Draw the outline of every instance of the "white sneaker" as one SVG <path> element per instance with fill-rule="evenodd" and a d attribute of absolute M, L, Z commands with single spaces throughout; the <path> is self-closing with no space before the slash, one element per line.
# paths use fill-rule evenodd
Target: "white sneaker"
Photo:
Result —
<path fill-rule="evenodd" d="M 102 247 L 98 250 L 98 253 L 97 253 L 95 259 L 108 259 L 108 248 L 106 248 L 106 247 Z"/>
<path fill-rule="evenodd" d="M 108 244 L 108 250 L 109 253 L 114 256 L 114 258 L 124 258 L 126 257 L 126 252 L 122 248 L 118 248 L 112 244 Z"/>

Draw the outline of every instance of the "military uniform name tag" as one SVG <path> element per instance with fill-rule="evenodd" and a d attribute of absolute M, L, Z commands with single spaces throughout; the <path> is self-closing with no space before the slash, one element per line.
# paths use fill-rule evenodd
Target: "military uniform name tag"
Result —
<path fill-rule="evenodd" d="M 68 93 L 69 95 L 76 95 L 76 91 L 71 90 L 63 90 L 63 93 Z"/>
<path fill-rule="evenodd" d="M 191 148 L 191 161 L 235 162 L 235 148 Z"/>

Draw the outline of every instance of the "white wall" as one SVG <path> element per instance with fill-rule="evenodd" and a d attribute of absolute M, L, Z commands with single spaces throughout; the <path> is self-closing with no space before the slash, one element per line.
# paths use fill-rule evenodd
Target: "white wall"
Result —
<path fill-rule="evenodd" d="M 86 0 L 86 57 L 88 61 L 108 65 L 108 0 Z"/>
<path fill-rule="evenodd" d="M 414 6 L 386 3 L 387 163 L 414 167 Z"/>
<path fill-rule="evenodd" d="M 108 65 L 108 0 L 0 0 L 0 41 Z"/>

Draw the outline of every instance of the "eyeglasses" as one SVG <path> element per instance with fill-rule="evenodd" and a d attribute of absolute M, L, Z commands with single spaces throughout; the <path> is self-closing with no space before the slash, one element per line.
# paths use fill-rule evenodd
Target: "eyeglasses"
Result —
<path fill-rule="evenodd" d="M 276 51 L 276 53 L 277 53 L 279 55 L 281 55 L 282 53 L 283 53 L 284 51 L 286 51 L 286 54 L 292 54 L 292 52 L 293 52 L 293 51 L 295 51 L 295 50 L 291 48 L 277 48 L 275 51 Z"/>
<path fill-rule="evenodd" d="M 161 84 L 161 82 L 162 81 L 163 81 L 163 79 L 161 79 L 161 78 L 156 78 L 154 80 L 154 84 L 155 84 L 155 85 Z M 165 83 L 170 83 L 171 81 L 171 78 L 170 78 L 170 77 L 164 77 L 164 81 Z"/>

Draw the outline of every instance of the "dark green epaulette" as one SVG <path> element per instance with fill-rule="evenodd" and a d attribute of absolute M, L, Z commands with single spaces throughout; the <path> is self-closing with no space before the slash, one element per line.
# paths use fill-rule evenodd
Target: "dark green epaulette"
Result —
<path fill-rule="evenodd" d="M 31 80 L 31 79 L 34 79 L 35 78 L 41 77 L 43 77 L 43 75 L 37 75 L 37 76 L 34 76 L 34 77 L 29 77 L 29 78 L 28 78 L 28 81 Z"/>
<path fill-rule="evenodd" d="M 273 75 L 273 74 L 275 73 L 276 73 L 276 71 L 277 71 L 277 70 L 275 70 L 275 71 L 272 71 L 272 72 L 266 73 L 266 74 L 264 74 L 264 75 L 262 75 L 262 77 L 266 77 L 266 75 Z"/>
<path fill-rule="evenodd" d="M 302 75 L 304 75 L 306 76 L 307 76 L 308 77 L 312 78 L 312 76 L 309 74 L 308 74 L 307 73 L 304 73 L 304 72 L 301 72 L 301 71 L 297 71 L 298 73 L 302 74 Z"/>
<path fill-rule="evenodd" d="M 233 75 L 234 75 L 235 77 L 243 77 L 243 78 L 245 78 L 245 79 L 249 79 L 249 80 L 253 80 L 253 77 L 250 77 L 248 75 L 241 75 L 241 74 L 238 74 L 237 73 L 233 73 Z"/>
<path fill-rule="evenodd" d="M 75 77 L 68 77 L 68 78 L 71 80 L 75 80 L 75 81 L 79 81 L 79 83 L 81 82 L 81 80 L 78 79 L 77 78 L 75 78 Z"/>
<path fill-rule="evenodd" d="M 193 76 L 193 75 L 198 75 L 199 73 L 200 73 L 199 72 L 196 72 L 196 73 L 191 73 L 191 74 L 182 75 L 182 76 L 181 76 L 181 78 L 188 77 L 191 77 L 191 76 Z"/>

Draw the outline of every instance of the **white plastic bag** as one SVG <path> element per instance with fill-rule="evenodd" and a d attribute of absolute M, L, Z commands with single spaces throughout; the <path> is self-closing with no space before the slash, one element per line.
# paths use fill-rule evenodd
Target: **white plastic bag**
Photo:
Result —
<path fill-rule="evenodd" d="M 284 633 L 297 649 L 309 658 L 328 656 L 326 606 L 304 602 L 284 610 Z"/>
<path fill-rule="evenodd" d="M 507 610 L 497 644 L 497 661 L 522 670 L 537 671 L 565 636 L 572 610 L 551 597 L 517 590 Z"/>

■ ■ ■ ■

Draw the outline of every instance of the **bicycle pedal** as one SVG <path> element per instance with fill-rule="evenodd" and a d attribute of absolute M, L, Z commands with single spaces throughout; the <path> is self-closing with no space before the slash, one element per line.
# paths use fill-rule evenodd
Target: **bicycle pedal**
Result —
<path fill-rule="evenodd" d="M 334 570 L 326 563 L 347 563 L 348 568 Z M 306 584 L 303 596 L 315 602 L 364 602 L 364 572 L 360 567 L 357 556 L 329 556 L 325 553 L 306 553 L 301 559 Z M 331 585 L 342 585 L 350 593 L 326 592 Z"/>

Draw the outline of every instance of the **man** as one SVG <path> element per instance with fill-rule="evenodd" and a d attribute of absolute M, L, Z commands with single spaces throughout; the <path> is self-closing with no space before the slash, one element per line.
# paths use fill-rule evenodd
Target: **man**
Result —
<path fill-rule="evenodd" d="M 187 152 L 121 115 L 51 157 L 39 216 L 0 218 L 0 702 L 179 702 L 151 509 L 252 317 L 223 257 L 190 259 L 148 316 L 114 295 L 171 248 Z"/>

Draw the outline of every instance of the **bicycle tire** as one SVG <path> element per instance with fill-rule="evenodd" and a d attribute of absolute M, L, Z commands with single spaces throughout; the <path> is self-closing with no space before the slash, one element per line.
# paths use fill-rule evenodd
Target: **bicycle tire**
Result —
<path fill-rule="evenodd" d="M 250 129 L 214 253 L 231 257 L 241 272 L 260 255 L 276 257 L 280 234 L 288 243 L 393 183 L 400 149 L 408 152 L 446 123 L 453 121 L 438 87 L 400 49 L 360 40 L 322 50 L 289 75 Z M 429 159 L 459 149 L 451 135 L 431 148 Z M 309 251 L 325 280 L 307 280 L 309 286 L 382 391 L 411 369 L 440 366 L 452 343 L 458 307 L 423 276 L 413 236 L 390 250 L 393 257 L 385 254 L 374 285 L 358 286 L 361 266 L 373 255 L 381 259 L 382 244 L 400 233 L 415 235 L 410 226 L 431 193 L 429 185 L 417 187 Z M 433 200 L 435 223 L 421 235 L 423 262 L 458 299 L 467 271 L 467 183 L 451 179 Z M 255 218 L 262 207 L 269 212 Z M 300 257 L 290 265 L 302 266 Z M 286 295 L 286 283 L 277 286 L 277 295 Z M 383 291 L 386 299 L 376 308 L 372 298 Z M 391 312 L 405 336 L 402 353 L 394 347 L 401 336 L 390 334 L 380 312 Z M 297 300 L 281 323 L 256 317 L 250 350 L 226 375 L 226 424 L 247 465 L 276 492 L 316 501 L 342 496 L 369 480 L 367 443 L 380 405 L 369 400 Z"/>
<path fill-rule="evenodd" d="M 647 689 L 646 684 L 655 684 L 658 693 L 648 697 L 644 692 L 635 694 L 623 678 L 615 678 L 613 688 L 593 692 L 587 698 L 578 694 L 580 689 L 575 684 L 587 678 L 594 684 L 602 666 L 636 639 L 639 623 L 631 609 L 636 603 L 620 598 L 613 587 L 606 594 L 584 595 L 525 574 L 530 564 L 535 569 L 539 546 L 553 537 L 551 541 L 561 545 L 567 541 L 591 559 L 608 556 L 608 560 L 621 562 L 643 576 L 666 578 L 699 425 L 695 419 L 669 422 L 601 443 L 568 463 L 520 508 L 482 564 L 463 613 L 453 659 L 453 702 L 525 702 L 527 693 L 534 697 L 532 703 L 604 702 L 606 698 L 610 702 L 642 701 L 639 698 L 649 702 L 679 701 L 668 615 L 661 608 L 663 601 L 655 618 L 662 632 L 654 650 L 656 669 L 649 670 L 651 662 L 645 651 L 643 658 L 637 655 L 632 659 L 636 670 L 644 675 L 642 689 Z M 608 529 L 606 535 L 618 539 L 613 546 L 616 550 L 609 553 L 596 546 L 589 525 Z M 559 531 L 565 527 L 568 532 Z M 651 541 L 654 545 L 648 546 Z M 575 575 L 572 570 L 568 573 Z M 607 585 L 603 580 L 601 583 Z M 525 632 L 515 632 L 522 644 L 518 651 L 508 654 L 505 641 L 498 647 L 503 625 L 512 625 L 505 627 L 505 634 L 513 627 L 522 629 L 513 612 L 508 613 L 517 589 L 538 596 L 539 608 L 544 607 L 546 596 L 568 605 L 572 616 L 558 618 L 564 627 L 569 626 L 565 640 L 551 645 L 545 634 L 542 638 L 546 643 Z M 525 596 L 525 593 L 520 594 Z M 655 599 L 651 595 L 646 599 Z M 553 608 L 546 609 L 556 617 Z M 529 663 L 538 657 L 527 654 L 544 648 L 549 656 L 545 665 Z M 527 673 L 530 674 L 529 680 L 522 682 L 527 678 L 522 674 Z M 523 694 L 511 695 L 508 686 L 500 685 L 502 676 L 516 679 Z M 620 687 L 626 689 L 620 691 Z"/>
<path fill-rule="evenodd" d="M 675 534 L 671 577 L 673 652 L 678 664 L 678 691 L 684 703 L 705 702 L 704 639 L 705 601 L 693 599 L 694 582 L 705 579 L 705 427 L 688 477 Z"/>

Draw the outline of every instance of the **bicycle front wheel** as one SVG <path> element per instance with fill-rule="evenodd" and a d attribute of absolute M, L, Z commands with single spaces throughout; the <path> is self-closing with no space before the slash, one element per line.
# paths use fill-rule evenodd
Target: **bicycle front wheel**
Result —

■ ■ ■ ■

### Instructions for the task
Could you print the entries above word for word, starting at the line that contains "Draw the outline of every instance of the **bicycle pedal**" and ending at the line that contains "187 152 L 121", with both of those lines included?

### Answer to the exercise
Draw the outline of every instance of the **bicycle pedal** as one SVG <path> element per instance with fill-rule="evenodd" and a d attribute of absolute M, L, Z commands with single spaces throughout; the <path> is self-closing with no space before the slash, one element per line.
# paths use fill-rule evenodd
Target: **bicycle pedal**
Result —
<path fill-rule="evenodd" d="M 334 570 L 326 563 L 347 563 L 348 568 Z M 306 584 L 303 596 L 315 602 L 364 602 L 364 572 L 360 567 L 357 556 L 329 556 L 325 553 L 306 553 L 301 559 Z M 331 585 L 342 585 L 350 593 L 326 592 Z"/>

Draw the outline of every instance of the **man** as one SVG <path> element per instance with fill-rule="evenodd" and a d attribute of absolute M, L, Z commands with single spaces throughout; the <path> is self-closing with no space before the slash, one element per line.
# paths use fill-rule evenodd
Target: **man**
Result —
<path fill-rule="evenodd" d="M 187 152 L 121 115 L 51 157 L 39 216 L 0 218 L 0 702 L 179 702 L 151 509 L 252 317 L 223 257 L 190 259 L 148 316 L 114 295 L 171 248 Z"/>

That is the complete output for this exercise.